Task requirements: Carry on the column below about Labour's poll revival in Scotland and the legacy of devolution, starting right after its last sentence.

Reading text:
▼▼▼

THESE days there is a bit of a spring in the step among some of our more excitable Labour colleagues at the City Chambers and it has nothing to do with the KerPlunk or Lego sets they got from Santa this year.

After years of allowing the SNP and Greens a free pass to cut a wedge through Scotland, leaving the Scottish Tories to do the heavy lifting while they followed comrade Corbyn down the road to the left; suddenly, they may be back in the room. The opinion polls show signs of a Labour revival.

Commentators across the country point to this as, perhaps, being a pivotal moment when the conversation in Scotland moves away from endless debates about the constitution and referendums to actually discussing the issues that matter most to voters like health, education and the economy. However, before you get the bunting out to celebrate the return of bread-and-butter politics, pause a moment and consider how we got here, and the possible future promised by Labour.

I am old enough to remember the pledge made by New Labour back in 1997 about how the devolution settlement and the setting up of a Scottish Parliament would end the threat of break-up of the United Kingdom and nobble the SNP forever.

Yes, that worked out, didn’t it?

In the 25 years since devolution, 18 have seen Holyrood controlled by SNP and latterly, heaven help us all, Green administrations. Scotland has become an increasingly divided nation, while the promised improvement to the economy and public services (run from Scotland not London) has disappeared quicker than a Brigadoon mist.

Having worked in education pre and post devolution I have first-hand experience of how insidious and unfettered the SNP government has been to our once world-leading school system.

It’s not that devolution in itself is the problem, but the system bequeathed to us by Labour has meant that the SNP has run Scotland with enormous power but without any real responsibility.

Ask the average person in a street in Glasgow or Dundee who they blame for the state of the NHS or schools and the answer will come back – Westminster or the Tories. Scotland enjoys more public spending per head of population than in England and yet our education outcomes are significantly worse now than since the SNP came to power, with similar problems in the health service.

▲▲▲

Raw data:
▼▼▼

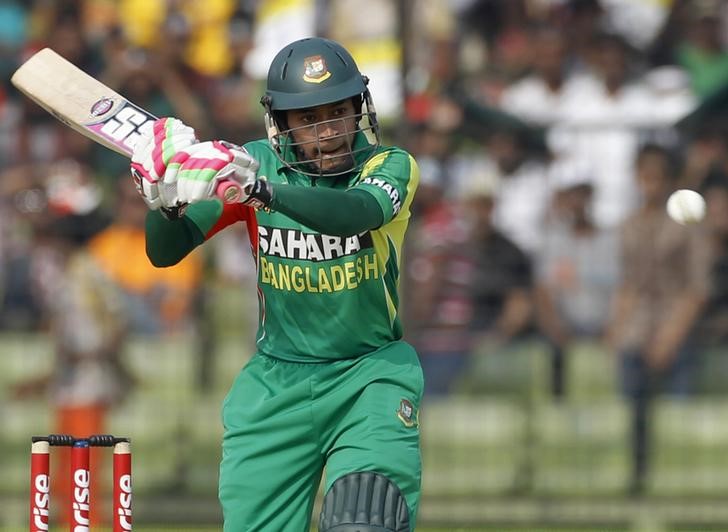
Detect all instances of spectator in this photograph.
[536,161,619,398]
[500,26,568,126]
[88,179,202,334]
[14,163,134,526]
[609,145,709,493]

▲▲▲

The answer:
We have a situation in Scotland where a party that has presided over worsening public services and poor economic outcomes, despite record funding, is allowed to divest itself of any culpability and blame the UK Government.

The Labour Party in Scotland have been as much a victim of this as other parties, however their solution is to promise yet more powers to any future SNP/Green governments. Devolve powers and forget…

What Holyrood needs, as last week’s Covid enquiry has proven, is not more powers but more accountability, scrutiny and transparency. The SNP were quick, and right, to jump on the failings of the UK Government during the pandemic. They were able to do this because, while you may disagree with the actions or indeed the existence of the UK Government, it is accountable and open to scrutiny.

Holyrood in recent times has become not just a one party but a one-woman show.

The more we hear about Sturgeon’s Scotland, the more concerned we become but it has taken a UK enquiry to expose the secrecy at the heart of the SNP in government. It’s the Scottish Parliament that needs more powers to scrutinise the existing powers of the governing party before any further devolution is promised.

As Labour celebrate being taken seriously again in Scotland, I ask you to recall who created the system of governance that got us here in the first place and what they are promising for the future. Careful what you wish for, be even more careful what you vote for.